# Start of GIVEN RECORDS
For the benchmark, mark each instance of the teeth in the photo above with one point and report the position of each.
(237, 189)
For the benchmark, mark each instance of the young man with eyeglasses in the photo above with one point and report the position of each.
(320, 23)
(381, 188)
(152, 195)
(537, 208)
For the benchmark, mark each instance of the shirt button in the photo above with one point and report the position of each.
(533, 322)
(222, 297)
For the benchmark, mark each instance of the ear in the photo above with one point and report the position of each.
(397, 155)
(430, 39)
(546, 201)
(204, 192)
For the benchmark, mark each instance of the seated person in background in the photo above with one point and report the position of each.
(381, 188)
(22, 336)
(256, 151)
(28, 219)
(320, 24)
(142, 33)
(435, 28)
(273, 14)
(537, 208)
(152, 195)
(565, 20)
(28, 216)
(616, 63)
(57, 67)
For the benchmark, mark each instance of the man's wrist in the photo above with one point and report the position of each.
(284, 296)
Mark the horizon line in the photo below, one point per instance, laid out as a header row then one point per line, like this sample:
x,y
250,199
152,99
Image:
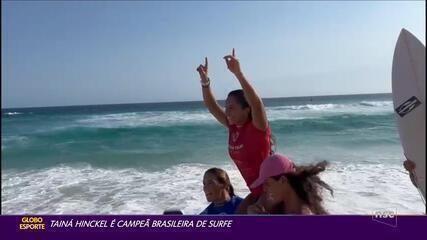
# End of GIVEN RECORDS
## EXERCISE
Put every line of the rows above into a Markdown table with the columns Number and Line, giving each line its own number and skipping blank lines. Leave the pictures out.

## WRITTEN RESPONSE
| Number | Line |
|---|---|
| 1 | For the benchmark, mark each instance of the teeth in the photo above with one point and report the position of each. |
| 2 | (237, 189) |
| 3 | For the benchmark, mark each instance of the young man with eyeglasses in the photo above with one point and report the position of each. |
| 4 | (320, 23) |
| 5 | (381, 188) |
| 6 | (152, 195) |
| 7 | (537, 208) |
| 8 | For the benchmark, mark each instance of the shirt button in the photo above with one point and report the position of each. |
| 9 | (533, 322) |
| 10 | (222, 297) |
| 11 | For the benchmark, mark each instance of the ear in the photo above with one point and report the position of each. |
| 12 | (397, 155) |
| 13 | (430, 39) |
| 14 | (546, 201) |
| 15 | (204, 192) |
| 16 | For the benchmark, mark each instance of the seated person in background in the photo above with one point and report the position of each. |
| 17 | (381, 188) |
| 18 | (22, 336) |
| 19 | (256, 151) |
| 20 | (28, 219) |
| 21 | (320, 24) |
| 22 | (142, 33) |
| 23 | (435, 28) |
| 24 | (273, 14) |
| 25 | (537, 208) |
| 26 | (152, 195) |
| 27 | (565, 20) |
| 28 | (28, 216) |
| 29 | (616, 63) |
| 30 | (57, 67) |
| 31 | For the benchmark, mark each instance of the man's wrist in the photo above with one point and report the position of each. |
| 32 | (284, 296) |
| 33 | Mark the horizon line in the photo below, one point per instance, laid out as a header row then one point per line, like this sample: |
| 34 | x,y |
| 35 | 250,199 |
| 36 | 152,99 |
| 37 | Image: |